### Instruction:
Please reproduce every record, keeping each one exactly as written.

### Data in this exercise:
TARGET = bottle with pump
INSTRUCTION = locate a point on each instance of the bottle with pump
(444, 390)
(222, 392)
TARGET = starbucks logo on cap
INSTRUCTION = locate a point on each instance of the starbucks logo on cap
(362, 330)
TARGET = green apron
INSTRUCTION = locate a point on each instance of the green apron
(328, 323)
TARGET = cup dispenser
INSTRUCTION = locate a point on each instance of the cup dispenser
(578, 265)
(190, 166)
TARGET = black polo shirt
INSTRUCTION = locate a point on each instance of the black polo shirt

### Reply:
TARGET = bottle with pump
INSTRUCTION = locate a point on each instance of the bottle with pump
(444, 390)
(222, 392)
TARGET = starbucks logo on cap
INSTRUCTION = locate a point on each instance of the starbucks logo on cap
(362, 330)
TARGET = green apron
INSTRUCTION = locate a point on each instance of the green apron
(328, 323)
TARGET = cup dispenser
INSTRUCTION = locate a point on each instance of the cup dispenser
(578, 265)
(190, 166)
TARGET = black polo shirt
INSTRUCTION = locate a point on each instance of the black polo shirt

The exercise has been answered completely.